Segment Start: Page excerpt
Intel Announces Brian Krzanich As Its Sixth-Ever CEO
wiredmikey writes "Intel on Thursday announced that Brian Krzanich will take the reins as chief executive officer (CEO) of the chip giant, succeeding Paul Otellini who previously announced that he would step down. Krzanich has served as Intel's chief operating officer since January 2012, and has held a series of technical and leadership roles since joining Intel in 1982, and will become the sixth CEO in Intel's history."
That's nice. But Nintendo, a 124 year old company, has only had 4 presidents.
Per some Googling:
82 - 94, process engineer
94 - 96, manufacturing manager
96 - 97, plant manager
97 - 01, plant manager of another location
01 - 03, "responsible for implementation of 0.13-micron logic process technology"
03 - 10, "responsible for Assembly Test" (some sort of VP, not 100% on times)
Segment End: Page excerpt
Segment Start: Data supplied
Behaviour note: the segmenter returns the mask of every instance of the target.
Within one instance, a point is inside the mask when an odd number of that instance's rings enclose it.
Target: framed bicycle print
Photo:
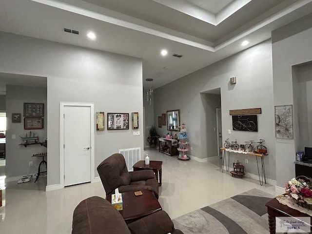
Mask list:
[[[256,115],[232,116],[233,130],[258,132]]]
[[[129,113],[107,113],[107,130],[129,129]]]

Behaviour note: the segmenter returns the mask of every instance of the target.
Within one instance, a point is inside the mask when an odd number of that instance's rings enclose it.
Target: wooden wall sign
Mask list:
[[[24,103],[25,117],[43,117],[43,103]]]
[[[104,112],[97,112],[97,131],[104,131]]]
[[[261,114],[261,108],[241,109],[239,110],[230,110],[230,116],[239,115],[257,115]]]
Segment End: Data supplied
What to do –
[1] Write down the part of the Intel CEO excerpt starting at "Intel Announces Brian" and ending at "100% on times)".
[2] According to the Intel CEO excerpt, since when has Brian Krzanich served as Intel's chief operating officer?
[3] Continue the Intel CEO excerpt from its last line.
The rows have nothing to do with the Intel CEO excerpt.

Answers to the exercises –
[1]
Intel Announces Brian Krzanich As Its Sixth-Ever CEO
wiredmikey writes "Intel on Thursday announced that Brian Krzanich will take the reins as chief executive officer (CEO) of the chip giant, succeeding Paul Otellini who previously announced that he would step down. Krzanich has served as Intel's chief operating officer since January 2012, and has held a series of technical and leadership roles since joining Intel in 1982, and will become the sixth CEO in Intel's history."
That's nice. But Nintendo, a 124 year old company, has only had 4 presidents.
Per some Googling:
82 - 94, process engineer
94 - 96, manufacturing manager
96 - 97, plant manager
97 - 01, plant manager of another location
01 - 03, "responsible for implementation of 0.13-micron logic process technology"
03 - 10, "responsible for Assembly Test" (some sort of VP, not 100% on times)

[2] Since January 2012.

[3]
10 - 12, senior VP of Manufacturing and Supply Chain
12 - now, COO
LegendMUD
That's extreme hyperbole.
Brian Krzanich was trained in chemical engineering, and worked at Intel as a process engineer, and later managing entire factories. He also holds a patent in semiconductor processing. He's not a wall street MBA figurehead.
Intel spends 10 billion dollars a year exclusively on research and development. Naturally being the world's #1 chip producer, who sells chips in every country in the world and has 50,000 employees means that there is a ton of management to be done as well, but Intel does more "real world" work than 99% of other companies in the world.
You mean he'll take the the reins.
So they chose someone who was in this company for 30 years, almost half of it as engineer. I would call it smart move - especially if you compare them to, say AMD or HP - both suffering from somewhat randomly chosen CEOs interested in their bonuses and golden parachutes. Long term thinking is clearly in Intel's DNA - even if they occasionally slow down and get outinnovated by competitors (eg. AMD64). They'll be always there whatever happens - not by their sheer size but by quality of their management.
That's insanity. A manufacturing company hiring somebody with hands on engineering experience at all levels. Everybody knows that to succeed you need an MBA who is great at marketing.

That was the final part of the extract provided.